**Short task**
Change "cascading water" to "falling water" in the records, starting at the first line and ending at the line containing "Segment every instance". Return only those lines, with nothing else altered.
--- Start Source data ---
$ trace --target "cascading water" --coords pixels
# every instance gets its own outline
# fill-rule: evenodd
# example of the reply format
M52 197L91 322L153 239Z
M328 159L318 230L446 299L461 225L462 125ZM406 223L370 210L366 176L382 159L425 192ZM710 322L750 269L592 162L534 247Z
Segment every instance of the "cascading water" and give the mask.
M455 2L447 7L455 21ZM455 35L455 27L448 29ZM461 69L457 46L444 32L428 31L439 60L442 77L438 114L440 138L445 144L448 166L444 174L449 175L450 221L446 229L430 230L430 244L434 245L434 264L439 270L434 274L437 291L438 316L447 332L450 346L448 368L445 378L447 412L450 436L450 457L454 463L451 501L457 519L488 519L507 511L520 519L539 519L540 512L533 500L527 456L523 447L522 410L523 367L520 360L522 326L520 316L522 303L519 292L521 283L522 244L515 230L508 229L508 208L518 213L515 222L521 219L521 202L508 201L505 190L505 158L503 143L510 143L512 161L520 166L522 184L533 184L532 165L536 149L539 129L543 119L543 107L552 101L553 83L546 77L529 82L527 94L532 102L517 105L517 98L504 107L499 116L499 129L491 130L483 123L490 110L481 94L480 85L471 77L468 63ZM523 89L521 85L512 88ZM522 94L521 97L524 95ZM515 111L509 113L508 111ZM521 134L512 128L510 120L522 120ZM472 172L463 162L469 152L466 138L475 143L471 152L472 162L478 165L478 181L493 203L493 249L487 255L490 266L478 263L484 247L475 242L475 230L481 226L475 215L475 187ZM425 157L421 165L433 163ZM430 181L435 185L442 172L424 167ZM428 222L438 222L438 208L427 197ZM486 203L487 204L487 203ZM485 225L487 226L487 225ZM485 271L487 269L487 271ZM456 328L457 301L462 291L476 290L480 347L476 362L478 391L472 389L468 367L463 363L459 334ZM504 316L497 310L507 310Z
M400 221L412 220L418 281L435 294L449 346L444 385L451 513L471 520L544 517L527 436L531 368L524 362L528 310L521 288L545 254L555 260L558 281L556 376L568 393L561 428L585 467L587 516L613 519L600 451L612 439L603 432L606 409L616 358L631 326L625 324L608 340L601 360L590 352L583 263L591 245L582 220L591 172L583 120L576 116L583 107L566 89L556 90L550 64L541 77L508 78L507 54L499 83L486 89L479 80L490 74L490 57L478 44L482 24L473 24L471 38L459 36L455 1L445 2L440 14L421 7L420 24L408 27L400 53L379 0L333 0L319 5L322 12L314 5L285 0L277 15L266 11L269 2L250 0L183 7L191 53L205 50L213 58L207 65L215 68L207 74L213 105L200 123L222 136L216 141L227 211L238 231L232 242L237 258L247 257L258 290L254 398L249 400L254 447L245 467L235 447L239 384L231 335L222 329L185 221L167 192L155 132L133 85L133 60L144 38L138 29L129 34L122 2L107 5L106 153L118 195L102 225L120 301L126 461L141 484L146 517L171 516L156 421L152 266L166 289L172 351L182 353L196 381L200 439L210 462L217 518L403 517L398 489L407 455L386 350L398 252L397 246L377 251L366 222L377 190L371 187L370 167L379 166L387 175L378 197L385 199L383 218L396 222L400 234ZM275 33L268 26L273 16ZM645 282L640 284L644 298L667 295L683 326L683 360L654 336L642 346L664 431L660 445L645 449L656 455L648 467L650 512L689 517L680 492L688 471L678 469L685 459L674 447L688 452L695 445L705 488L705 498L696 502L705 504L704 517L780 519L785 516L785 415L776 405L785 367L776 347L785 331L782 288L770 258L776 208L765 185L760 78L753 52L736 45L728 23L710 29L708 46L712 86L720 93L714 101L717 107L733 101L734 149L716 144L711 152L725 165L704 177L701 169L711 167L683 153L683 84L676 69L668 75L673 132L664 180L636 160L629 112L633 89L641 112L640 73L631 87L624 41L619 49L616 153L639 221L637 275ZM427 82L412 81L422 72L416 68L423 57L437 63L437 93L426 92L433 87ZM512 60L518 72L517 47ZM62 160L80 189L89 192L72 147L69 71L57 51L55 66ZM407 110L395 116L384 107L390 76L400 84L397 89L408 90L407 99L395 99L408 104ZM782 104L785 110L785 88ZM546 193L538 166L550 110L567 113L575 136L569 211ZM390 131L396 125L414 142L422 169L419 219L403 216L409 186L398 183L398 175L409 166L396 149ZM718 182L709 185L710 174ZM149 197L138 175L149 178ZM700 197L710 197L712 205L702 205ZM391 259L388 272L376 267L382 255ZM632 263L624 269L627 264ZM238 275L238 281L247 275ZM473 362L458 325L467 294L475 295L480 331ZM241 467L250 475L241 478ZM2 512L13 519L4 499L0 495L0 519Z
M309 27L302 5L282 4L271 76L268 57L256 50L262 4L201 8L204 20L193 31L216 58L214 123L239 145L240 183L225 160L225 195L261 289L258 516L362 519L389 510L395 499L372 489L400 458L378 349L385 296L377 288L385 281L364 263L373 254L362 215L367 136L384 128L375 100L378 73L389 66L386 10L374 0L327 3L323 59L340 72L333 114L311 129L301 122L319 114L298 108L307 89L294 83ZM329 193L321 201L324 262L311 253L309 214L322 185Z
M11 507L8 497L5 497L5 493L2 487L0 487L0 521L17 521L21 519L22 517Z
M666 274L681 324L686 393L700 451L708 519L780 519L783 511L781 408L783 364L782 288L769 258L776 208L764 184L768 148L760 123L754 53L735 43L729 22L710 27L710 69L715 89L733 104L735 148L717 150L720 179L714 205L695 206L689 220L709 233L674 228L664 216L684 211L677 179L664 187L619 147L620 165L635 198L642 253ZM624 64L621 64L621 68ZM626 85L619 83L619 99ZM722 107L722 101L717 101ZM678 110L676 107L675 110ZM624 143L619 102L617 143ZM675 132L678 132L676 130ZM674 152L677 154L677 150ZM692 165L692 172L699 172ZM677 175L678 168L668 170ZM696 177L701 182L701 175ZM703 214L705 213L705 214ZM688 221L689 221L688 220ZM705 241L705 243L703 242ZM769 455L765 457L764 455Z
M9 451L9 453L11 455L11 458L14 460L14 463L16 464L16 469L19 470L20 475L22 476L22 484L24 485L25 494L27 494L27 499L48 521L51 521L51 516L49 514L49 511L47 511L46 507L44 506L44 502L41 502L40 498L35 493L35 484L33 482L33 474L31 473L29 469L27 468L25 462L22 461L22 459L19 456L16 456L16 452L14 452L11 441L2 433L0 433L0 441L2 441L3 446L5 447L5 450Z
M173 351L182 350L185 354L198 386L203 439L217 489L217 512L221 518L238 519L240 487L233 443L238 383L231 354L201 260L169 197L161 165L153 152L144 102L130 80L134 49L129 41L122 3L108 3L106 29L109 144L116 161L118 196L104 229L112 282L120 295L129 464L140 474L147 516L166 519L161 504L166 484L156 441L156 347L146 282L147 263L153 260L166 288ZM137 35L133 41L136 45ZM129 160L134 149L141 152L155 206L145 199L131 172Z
--- End Source data ---
**Written reply**
$ trace --target "falling water" --coords pixels
# every instance gets its own outline
# fill-rule: evenodd
# example of the reply format
M52 197L91 322L153 239Z
M328 159L318 230L446 299L461 225L462 125ZM406 223L370 210L366 176L382 159L425 192ZM710 322L750 269L592 162L534 247Z
Segment every instance of the "falling water" and give the mask.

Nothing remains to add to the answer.